### SELECTED EXCERPT
========
College Countdown: CMJ Top 1000, 1979 – 1989 — #628 to #625

Difford

628. Difford & Tilbrook, Difford & Tilbrook (1984)

After the band Squeeze announced plans to dissolve and played an official farewell concert at the Jamaica World Music Festival, there was still a significant amount of interest in the group’s chief songwriting team, Chris Difford and Glenn Tilbrook. The duo stayed with Squeeze’s label, A&M Records, but pushed back on efforts to get them to record under the established band name. Every other member of Squeeze had moved on, so Difford and Tilbrook decided (at that time, anyway) that releasing new music under the old moniker would be unseemly. Instead, they connected with producer Tony Visconti, known for his work on David Bowie’s most revered albums, and got to work on their new material. The result was the self-titled debut for Difford & Tilbrook.

The ongoing partnership of Difford and Tillbrook has a touch of fiction to it. As Difford later recounted in his memoir, the two were barely on speaking terms at the time and were rarely on premises at the same time during the recording process. That might help explain why the album is so lackluster. The spunky inventiveness that characterized the best of Squeeze is almost entirely absent. In its place is dismally rote mid-nineteen-eighties version of pop music, as if reverse engineered from a month of MTV scrutiny. The unctuous lounge pop number “On My Mind Tonight,” the cloying “Hope Fell Down,” and wispy single “Love’s Crashing Waves” are probably the worst offenders, but nothing on Difford & Tillbrook goes beyond merely passable. Sadly, the more ambition shown, the worse the result. “Action Speaks Faster” is an awkward melding of typical Squeeze fare into the post-disco dance agitation of Pet Shop Boys, and “Apple Tree” is like one of XTC’s approximations of John Lennon as a new wave act, without the enlivening undercurrent of lurking menace.
========
### GIVEN INFORMATION
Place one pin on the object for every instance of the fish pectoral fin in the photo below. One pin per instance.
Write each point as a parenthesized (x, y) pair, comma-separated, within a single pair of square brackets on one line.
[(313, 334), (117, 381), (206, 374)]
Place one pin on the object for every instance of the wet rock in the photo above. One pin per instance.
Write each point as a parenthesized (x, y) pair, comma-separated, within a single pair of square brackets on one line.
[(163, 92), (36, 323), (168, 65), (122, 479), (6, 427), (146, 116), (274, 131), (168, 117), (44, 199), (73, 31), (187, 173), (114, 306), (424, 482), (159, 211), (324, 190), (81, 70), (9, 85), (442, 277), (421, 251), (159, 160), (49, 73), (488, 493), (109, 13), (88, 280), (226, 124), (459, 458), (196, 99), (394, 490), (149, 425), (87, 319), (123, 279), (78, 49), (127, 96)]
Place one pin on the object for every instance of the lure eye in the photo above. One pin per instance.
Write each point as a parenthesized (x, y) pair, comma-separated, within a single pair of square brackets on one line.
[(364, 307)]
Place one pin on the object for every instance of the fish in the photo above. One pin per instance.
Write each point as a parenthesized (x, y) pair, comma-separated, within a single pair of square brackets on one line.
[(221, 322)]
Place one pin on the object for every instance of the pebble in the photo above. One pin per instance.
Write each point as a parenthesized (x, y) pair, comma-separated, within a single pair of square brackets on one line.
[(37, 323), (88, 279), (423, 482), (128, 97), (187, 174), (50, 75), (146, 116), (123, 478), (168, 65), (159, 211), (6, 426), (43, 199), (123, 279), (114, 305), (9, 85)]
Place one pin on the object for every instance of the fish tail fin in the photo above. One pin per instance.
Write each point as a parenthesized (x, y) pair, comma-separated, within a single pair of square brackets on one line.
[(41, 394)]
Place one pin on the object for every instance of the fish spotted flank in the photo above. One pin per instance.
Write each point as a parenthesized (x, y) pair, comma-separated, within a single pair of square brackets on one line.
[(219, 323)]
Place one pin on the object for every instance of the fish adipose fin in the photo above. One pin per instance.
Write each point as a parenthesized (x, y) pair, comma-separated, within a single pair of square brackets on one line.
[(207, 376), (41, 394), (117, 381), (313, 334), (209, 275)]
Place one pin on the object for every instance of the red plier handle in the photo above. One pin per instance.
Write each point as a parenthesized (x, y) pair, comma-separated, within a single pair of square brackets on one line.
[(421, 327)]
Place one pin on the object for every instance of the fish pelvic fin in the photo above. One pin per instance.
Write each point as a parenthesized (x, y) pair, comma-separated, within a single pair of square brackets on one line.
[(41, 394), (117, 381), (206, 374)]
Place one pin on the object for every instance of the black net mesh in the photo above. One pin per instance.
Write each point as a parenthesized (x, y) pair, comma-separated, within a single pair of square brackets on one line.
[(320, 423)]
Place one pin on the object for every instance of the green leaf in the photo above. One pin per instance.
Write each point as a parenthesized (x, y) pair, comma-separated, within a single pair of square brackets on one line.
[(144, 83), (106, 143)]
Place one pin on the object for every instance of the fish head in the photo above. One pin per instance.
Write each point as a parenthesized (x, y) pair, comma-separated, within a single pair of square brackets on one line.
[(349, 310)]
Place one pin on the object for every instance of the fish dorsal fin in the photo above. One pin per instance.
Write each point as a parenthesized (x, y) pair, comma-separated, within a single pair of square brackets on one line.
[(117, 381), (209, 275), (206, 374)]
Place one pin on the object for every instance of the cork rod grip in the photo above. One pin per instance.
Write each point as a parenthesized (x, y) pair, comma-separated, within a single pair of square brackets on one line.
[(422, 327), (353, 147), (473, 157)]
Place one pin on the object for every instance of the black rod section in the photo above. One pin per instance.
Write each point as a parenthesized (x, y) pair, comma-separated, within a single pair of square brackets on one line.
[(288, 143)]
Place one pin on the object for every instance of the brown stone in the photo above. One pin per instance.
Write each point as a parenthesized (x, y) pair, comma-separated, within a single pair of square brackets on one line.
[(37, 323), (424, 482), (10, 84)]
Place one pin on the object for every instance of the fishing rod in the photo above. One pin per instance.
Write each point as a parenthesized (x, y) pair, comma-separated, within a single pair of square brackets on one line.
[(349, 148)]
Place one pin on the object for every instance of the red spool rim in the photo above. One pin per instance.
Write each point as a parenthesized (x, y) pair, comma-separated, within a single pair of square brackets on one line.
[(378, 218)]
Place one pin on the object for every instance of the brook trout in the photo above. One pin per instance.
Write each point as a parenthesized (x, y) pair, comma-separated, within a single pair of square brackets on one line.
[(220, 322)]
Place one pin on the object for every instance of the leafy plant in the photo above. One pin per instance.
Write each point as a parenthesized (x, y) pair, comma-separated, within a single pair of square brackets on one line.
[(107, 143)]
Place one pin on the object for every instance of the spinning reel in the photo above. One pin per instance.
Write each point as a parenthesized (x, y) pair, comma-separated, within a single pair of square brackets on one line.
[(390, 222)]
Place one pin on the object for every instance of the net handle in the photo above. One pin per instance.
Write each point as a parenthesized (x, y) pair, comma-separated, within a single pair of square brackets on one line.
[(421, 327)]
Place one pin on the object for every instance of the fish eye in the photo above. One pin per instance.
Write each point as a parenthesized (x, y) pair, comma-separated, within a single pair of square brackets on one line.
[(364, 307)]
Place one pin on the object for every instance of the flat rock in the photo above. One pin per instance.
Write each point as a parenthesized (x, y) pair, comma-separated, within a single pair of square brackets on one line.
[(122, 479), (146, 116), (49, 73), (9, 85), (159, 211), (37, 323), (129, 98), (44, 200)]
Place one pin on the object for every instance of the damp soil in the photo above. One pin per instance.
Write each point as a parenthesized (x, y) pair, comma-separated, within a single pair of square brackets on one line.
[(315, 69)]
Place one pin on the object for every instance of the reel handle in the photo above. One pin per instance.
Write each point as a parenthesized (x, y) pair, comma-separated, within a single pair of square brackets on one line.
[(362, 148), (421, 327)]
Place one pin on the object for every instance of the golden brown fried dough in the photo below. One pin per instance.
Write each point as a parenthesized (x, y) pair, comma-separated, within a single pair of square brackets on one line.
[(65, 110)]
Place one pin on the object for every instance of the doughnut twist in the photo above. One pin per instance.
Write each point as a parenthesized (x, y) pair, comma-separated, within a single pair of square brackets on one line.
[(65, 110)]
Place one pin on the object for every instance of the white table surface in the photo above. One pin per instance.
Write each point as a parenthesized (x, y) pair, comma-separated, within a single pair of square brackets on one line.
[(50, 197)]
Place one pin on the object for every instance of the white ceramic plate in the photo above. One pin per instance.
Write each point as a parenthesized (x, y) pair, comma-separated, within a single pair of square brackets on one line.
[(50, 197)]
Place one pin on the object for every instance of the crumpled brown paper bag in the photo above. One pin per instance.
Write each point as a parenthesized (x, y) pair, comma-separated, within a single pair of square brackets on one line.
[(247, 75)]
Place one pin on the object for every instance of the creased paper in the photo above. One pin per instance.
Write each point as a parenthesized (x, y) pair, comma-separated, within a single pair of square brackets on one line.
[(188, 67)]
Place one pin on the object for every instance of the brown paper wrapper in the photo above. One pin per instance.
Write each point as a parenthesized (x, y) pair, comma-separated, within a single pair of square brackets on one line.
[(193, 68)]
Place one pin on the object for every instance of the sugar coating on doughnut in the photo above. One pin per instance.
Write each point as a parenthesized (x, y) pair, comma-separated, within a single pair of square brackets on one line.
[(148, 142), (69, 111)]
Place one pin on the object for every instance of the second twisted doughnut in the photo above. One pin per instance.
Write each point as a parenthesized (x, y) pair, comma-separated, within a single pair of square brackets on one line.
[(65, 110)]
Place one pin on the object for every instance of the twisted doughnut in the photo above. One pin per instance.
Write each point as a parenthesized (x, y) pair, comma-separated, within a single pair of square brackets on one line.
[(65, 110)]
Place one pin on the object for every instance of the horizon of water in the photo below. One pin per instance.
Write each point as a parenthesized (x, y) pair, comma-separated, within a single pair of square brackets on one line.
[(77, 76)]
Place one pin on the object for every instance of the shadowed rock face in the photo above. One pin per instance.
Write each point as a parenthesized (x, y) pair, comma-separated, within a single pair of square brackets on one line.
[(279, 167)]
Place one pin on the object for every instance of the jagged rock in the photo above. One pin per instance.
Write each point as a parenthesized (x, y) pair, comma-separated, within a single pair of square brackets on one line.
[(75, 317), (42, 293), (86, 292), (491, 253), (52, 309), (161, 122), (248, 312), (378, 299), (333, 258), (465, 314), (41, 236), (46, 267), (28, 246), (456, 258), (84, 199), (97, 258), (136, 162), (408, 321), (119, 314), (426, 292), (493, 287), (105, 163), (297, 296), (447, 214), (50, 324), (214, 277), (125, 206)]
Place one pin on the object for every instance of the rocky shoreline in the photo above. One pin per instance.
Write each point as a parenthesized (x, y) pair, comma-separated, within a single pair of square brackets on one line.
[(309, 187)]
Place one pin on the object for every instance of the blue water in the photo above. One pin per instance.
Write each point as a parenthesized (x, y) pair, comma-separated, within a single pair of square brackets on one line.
========
### EXERCISES
• A. In the album review, which producer did Difford and Tilbrook work with on their new material?
• B. Reproduce the album review word for word, everything from "628. Difford &" down to "Difford & Tilbrook.".
Work only from the album review; the data play no part here.

### WORKED ANSWERS
• A. Tony Visconti

• B.
628. Difford & Tilbrook, Difford & Tilbrook (1984)

After the band Squeeze announced plans to dissolve and played an official farewell concert at the Jamaica World Music Festival, there was still a significant amount of interest in the group’s chief songwriting team, Chris Difford and Glenn Tilbrook. The duo stayed with Squeeze’s label, A&M Records, but pushed back on efforts to get them to record under the established band name. Every other member of Squeeze had moved on, so Difford and Tilbrook decided (at that time, anyway) that releasing new music under the old moniker would be unseemly. Instead, they connected with producer Tony Visconti, known for his work on David Bowie’s most revered albums, and got to work on their new material. The result was the self-titled debut for Difford & Tilbrook.